PROVIDED MATERIAL:
▶
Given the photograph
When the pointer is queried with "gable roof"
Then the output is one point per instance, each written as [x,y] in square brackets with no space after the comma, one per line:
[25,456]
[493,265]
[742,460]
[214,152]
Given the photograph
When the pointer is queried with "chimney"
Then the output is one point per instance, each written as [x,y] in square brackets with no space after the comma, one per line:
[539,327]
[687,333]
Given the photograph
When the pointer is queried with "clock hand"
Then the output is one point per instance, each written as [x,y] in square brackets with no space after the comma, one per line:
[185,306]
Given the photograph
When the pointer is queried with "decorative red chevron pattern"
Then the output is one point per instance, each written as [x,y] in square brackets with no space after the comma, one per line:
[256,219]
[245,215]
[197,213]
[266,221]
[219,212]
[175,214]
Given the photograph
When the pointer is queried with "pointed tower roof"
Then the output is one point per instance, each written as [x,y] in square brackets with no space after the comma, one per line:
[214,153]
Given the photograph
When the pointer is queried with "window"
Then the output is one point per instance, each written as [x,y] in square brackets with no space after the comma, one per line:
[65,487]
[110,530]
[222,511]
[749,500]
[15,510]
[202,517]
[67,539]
◀
▶
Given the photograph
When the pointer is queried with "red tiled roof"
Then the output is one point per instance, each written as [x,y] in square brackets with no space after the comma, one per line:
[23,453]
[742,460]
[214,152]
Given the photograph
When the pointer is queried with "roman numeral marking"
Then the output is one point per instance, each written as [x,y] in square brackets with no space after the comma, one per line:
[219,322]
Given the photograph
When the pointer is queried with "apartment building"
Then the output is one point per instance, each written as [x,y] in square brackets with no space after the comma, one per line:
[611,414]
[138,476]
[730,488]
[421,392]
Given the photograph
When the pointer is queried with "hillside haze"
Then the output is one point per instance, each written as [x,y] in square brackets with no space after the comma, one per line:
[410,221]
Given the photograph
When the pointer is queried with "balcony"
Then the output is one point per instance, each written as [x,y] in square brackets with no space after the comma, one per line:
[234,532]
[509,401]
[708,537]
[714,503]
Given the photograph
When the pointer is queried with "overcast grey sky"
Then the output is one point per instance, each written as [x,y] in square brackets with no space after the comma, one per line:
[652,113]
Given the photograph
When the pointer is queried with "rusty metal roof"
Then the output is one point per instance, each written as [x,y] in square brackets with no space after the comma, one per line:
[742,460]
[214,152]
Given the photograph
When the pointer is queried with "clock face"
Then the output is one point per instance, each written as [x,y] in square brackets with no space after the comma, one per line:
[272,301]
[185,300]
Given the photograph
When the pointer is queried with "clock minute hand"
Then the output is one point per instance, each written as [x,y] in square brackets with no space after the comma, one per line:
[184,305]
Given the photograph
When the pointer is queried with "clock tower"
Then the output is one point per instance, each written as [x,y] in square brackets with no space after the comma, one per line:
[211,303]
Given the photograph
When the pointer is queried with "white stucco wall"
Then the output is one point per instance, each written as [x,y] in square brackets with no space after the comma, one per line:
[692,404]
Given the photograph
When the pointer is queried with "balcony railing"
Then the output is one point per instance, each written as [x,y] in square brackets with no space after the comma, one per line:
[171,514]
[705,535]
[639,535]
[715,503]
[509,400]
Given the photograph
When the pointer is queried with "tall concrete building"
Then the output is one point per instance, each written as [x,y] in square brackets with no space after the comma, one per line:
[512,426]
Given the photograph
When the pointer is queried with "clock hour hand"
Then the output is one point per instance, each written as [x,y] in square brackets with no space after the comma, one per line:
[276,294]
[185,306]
◀
▶
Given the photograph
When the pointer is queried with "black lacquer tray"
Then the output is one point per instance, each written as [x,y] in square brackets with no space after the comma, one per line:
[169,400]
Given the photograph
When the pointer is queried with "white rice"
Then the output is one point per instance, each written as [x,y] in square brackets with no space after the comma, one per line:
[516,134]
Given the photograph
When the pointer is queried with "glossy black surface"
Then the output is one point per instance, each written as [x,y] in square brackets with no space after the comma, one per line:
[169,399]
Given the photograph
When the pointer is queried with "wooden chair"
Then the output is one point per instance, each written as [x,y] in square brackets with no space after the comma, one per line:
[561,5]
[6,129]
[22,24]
◀
TASK DESCRIPTION:
Read the listing line by line, and copy each line in which the word "clock" is found.

WRITTEN RESPONSE:
When the pointer is queried with "clock hand"
When the pointer is queried with "clock face"
When the pointer is queried with "clock minute hand"
When the pointer is queried with "clock tower"
When the pointer is queried with "clock hour hand"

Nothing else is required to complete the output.